**Given instruction**
Format the lines from the start of the data through the line containing "104 L 0 342" as a JSON list of strings, one string per line, omitting blank lines. Leave the pictures out of the list.

Outline annotation data:
— Start —

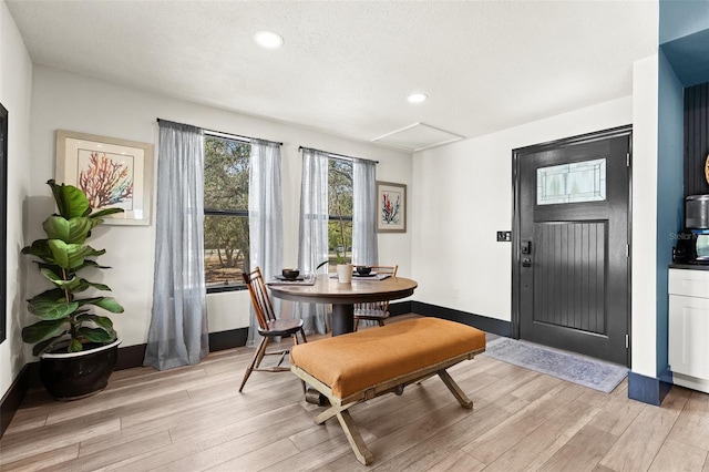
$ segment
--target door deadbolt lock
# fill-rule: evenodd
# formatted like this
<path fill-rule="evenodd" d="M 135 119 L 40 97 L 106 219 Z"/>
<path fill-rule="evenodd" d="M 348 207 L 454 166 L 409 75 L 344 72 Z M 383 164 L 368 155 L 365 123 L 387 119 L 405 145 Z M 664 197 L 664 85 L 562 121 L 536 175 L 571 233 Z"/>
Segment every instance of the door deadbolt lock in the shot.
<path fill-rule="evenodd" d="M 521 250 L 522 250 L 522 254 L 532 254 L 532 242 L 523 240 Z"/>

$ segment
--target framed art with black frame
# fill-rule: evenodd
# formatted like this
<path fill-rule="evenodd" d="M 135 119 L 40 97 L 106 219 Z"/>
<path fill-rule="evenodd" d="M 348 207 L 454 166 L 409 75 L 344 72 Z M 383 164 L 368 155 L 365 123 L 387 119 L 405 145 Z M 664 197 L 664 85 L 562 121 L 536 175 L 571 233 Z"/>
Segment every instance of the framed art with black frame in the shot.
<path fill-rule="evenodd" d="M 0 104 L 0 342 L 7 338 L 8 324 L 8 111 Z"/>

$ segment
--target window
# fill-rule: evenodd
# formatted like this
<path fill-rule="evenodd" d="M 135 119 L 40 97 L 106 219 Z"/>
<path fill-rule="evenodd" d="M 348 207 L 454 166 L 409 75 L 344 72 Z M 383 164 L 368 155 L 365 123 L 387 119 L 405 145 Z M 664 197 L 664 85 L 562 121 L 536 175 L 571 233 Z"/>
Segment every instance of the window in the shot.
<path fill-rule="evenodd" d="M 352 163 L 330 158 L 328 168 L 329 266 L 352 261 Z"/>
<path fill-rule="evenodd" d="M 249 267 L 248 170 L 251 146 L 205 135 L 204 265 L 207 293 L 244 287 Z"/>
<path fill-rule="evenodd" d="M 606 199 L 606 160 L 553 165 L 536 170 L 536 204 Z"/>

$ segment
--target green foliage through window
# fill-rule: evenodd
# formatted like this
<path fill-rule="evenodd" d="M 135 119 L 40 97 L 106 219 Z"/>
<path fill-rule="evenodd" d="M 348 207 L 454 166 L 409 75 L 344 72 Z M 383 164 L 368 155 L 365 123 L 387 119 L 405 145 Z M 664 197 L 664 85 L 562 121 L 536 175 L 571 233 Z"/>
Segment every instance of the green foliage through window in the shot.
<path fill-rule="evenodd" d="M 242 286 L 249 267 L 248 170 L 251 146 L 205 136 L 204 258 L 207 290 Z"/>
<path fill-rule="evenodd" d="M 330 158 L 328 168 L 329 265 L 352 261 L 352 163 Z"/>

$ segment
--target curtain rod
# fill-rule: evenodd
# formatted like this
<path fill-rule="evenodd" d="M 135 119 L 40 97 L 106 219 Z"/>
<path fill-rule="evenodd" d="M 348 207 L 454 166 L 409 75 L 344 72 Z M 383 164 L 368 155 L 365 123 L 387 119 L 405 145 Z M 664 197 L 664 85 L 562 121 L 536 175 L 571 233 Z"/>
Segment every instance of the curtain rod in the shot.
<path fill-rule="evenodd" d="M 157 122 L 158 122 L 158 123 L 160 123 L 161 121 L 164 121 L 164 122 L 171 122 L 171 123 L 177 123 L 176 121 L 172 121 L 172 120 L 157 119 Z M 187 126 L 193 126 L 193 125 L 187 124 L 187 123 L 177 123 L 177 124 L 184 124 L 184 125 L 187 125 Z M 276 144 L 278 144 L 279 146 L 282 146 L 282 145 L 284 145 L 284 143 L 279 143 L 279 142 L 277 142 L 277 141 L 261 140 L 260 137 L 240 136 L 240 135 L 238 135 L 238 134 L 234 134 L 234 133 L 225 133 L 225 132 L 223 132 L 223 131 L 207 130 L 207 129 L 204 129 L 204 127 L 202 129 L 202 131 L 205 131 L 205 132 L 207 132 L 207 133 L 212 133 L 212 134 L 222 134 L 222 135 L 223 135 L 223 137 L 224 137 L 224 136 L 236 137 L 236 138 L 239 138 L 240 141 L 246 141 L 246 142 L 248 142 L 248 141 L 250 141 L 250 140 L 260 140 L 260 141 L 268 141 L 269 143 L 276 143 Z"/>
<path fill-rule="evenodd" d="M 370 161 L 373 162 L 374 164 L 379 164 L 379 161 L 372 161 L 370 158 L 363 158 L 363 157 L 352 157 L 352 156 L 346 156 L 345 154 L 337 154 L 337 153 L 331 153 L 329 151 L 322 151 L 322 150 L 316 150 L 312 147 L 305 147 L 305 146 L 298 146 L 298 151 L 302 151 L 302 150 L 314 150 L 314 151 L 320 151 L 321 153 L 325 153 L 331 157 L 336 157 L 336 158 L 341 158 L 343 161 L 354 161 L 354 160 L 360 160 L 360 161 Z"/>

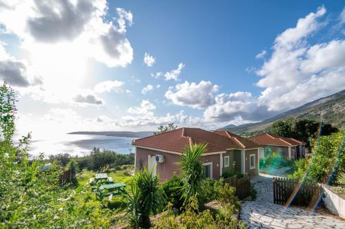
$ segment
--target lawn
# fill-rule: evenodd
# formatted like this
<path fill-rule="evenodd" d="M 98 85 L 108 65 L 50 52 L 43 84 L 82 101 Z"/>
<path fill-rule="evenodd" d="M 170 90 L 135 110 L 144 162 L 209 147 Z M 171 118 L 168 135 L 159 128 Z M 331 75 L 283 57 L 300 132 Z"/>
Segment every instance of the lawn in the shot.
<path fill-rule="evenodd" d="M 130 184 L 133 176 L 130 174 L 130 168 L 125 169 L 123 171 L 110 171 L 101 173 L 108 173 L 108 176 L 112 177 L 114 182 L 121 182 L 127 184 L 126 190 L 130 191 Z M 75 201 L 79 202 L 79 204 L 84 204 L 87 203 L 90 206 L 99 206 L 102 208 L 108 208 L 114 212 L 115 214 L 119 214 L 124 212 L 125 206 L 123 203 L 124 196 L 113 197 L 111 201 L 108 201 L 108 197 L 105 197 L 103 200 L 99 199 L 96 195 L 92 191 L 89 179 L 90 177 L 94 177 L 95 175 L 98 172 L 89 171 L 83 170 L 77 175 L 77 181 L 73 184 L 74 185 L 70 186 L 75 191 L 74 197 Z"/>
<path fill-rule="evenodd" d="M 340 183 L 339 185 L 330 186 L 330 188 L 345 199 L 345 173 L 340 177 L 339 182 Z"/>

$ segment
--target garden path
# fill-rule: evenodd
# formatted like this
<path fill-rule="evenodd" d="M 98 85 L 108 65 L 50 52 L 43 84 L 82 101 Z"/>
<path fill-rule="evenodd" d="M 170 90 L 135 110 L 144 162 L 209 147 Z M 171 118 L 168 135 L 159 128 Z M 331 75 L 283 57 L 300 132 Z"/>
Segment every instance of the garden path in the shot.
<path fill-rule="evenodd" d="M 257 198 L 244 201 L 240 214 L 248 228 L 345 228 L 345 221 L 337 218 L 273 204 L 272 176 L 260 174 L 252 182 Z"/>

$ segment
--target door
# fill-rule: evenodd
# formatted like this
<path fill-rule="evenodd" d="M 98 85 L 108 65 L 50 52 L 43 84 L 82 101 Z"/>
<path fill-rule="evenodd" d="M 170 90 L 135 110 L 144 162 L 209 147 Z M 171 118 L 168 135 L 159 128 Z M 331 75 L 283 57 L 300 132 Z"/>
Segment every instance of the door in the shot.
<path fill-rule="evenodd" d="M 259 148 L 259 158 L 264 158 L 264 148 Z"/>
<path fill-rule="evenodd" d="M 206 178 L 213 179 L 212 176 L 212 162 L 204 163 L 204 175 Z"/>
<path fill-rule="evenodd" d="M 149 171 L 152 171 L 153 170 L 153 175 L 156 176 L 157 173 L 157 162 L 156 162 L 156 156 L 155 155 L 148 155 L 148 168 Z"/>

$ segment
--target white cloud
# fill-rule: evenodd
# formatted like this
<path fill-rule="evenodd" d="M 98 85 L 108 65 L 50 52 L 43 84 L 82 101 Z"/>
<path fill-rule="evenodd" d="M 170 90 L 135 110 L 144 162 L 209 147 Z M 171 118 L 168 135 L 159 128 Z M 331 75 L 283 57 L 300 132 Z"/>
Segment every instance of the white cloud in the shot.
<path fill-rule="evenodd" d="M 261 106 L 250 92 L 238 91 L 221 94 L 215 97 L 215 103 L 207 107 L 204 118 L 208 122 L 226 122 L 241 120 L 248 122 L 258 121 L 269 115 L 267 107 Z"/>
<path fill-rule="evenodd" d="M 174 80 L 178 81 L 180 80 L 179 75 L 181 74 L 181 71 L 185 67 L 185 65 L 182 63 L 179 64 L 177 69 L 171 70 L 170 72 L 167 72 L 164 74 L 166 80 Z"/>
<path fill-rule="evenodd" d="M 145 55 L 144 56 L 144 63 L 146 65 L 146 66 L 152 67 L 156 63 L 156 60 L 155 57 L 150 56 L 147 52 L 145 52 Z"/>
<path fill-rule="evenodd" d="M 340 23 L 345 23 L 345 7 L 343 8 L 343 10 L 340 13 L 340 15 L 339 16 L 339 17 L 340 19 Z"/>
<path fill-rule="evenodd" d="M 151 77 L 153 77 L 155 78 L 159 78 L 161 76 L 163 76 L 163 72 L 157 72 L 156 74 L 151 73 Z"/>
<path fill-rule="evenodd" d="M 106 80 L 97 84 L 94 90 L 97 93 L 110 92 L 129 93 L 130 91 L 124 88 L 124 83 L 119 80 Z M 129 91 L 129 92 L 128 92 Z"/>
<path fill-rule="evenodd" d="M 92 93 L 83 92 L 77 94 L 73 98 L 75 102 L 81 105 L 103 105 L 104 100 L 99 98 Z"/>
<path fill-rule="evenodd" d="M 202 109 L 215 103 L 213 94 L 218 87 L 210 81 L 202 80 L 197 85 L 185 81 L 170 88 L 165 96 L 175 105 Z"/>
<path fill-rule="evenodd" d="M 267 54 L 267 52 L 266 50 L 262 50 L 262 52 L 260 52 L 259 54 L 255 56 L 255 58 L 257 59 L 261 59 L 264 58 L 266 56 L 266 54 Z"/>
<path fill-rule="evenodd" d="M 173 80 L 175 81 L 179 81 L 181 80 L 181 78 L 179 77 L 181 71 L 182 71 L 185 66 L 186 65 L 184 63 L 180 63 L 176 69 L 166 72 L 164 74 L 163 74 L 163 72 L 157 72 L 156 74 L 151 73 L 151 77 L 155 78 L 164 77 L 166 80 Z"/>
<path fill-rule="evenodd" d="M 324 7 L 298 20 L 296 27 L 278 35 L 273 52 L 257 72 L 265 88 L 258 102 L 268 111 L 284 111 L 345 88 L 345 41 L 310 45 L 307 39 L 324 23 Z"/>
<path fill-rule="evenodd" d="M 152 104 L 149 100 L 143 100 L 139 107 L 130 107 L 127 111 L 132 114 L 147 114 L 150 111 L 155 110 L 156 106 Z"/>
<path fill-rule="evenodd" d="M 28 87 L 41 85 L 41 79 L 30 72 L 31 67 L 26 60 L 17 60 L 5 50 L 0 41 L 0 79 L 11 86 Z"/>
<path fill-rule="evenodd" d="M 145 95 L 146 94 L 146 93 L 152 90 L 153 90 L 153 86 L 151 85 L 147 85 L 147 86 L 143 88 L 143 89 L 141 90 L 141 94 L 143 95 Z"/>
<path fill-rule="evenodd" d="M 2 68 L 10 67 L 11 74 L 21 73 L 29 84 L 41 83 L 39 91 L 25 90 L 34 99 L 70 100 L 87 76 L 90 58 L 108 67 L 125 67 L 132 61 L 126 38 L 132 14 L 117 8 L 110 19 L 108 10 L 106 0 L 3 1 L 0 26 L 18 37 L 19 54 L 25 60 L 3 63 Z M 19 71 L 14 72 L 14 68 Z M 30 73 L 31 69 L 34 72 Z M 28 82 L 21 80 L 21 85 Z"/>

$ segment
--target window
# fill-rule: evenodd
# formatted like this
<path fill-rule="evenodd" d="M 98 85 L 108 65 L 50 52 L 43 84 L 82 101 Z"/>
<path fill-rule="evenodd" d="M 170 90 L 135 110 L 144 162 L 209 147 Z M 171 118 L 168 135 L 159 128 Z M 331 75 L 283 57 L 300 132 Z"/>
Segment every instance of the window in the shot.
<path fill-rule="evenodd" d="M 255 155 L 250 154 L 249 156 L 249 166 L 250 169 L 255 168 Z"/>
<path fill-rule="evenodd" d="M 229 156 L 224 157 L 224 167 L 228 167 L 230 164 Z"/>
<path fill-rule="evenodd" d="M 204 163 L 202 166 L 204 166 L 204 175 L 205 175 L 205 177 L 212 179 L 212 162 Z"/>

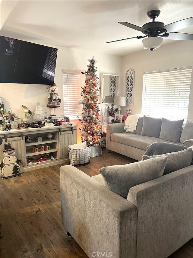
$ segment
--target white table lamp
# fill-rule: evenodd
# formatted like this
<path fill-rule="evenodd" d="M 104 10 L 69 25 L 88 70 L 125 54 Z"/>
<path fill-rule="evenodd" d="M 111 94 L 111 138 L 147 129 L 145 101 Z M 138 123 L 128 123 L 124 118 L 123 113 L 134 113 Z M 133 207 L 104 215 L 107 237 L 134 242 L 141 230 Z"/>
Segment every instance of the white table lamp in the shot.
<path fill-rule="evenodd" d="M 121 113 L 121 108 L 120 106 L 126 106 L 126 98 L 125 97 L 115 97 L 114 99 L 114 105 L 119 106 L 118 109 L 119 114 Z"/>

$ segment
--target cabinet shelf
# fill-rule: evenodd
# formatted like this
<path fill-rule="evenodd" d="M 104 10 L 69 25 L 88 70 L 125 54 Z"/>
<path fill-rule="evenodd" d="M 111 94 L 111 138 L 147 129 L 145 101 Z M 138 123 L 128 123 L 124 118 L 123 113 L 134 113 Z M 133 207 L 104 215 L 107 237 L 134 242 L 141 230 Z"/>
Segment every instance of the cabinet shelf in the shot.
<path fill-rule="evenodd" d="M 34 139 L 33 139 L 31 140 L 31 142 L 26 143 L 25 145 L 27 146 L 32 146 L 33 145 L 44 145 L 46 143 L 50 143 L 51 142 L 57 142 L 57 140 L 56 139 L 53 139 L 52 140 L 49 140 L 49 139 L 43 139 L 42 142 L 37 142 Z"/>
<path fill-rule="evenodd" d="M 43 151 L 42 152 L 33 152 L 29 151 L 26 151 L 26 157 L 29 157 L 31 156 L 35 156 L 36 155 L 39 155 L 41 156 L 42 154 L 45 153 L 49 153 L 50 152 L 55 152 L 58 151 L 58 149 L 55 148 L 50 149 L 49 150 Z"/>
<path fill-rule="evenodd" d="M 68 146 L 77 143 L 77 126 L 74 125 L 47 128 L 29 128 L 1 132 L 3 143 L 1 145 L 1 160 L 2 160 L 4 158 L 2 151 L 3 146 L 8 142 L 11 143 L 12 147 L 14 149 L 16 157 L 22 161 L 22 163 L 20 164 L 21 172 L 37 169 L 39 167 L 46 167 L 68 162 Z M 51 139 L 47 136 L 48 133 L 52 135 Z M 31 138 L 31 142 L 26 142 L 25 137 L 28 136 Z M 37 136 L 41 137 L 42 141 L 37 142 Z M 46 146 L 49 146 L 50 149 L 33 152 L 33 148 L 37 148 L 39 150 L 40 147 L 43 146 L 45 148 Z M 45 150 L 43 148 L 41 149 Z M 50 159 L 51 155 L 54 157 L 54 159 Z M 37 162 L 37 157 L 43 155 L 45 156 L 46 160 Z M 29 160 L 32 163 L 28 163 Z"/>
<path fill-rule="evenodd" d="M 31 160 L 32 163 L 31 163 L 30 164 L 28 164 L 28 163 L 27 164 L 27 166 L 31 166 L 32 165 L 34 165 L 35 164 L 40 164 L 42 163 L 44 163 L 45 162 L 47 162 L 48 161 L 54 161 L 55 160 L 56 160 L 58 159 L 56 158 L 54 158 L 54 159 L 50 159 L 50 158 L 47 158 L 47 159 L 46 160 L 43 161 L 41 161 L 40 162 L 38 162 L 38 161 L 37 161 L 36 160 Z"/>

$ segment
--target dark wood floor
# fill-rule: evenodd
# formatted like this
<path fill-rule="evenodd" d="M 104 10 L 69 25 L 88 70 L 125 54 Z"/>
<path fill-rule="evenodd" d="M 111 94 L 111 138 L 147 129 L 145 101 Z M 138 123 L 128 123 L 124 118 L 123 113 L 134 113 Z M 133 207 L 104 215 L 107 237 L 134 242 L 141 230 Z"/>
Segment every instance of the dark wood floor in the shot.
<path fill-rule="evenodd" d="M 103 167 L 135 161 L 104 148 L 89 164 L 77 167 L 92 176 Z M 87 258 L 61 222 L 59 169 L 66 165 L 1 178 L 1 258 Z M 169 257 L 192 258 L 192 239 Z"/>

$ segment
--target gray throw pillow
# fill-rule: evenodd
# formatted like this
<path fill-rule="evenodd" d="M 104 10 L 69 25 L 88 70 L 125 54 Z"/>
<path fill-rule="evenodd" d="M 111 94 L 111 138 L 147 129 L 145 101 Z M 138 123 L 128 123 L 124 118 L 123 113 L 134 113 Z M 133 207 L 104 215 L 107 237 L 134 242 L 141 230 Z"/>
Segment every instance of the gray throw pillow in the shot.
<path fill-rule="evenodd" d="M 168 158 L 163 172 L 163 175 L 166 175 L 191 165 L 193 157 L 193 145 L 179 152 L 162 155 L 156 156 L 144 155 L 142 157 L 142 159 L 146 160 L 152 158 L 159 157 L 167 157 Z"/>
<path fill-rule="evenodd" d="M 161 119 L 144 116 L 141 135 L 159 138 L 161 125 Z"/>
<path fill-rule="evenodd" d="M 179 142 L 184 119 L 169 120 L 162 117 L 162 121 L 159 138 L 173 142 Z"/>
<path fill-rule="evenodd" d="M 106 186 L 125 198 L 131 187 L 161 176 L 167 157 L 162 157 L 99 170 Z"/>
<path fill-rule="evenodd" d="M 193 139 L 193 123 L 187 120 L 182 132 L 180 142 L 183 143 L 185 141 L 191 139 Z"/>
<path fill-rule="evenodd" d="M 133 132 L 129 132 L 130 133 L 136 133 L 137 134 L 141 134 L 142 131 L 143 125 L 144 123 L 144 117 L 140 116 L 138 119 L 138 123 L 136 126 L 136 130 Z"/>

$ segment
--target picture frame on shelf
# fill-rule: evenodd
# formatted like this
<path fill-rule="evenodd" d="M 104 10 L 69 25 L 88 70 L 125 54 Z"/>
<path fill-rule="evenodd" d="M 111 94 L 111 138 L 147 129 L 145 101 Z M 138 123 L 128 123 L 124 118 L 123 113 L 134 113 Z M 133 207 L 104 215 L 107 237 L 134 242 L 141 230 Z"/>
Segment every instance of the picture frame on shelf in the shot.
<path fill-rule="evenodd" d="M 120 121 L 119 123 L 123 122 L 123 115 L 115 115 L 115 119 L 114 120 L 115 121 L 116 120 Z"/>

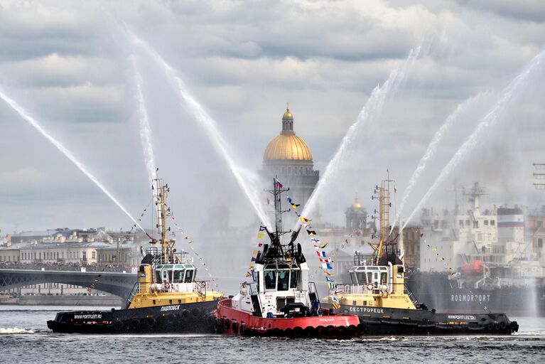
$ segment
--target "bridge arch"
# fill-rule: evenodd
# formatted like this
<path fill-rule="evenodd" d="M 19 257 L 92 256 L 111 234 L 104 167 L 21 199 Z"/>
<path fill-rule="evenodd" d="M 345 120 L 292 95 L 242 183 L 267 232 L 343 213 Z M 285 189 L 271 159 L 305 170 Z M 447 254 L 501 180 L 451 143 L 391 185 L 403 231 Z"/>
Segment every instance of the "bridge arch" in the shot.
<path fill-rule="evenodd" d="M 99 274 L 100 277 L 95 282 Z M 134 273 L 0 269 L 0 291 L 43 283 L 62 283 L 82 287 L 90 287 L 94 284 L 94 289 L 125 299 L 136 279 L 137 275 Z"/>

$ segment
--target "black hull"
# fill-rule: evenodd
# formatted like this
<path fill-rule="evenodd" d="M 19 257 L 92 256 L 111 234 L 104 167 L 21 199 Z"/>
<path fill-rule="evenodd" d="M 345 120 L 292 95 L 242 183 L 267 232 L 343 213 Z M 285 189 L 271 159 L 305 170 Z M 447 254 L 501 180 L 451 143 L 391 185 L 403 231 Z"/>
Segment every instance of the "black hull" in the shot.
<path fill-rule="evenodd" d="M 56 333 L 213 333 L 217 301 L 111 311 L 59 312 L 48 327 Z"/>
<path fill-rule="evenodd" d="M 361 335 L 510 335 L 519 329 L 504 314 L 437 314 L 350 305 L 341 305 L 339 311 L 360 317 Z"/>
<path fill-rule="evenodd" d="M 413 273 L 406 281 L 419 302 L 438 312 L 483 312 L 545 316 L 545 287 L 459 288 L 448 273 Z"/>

— End —

**Solved problem**
[
  "$ segment",
  "--target door deadbolt lock",
  "# fill-rule: evenodd",
  "# formatted like this",
  "<path fill-rule=\"evenodd\" d=\"M 135 119 L 40 97 L 106 219 Z\"/>",
  "<path fill-rule=\"evenodd\" d=\"M 348 207 L 454 166 L 409 75 L 344 72 Z M 383 164 L 368 155 L 365 123 L 387 119 L 405 145 Z M 664 197 L 664 85 L 562 121 L 536 175 L 571 233 Z\"/>",
  "Segment every instance of the door deadbolt lock in the shot.",
  "<path fill-rule=\"evenodd\" d=\"M 521 250 L 522 250 L 522 254 L 532 254 L 532 242 L 523 240 Z\"/>",
  "$ segment",
  "--target framed art with black frame",
  "# fill-rule: evenodd",
  "# formatted like this",
  "<path fill-rule=\"evenodd\" d=\"M 135 119 L 40 97 L 106 219 Z\"/>",
  "<path fill-rule=\"evenodd\" d=\"M 348 207 L 454 166 L 409 75 L 344 72 Z M 383 164 L 368 155 L 365 123 L 387 119 L 405 145 Z M 664 197 L 664 85 L 562 121 L 536 175 L 571 233 Z\"/>",
  "Segment every instance of the framed art with black frame in the shot.",
  "<path fill-rule=\"evenodd\" d=\"M 0 104 L 0 342 L 7 338 L 8 324 L 8 111 Z\"/>"
]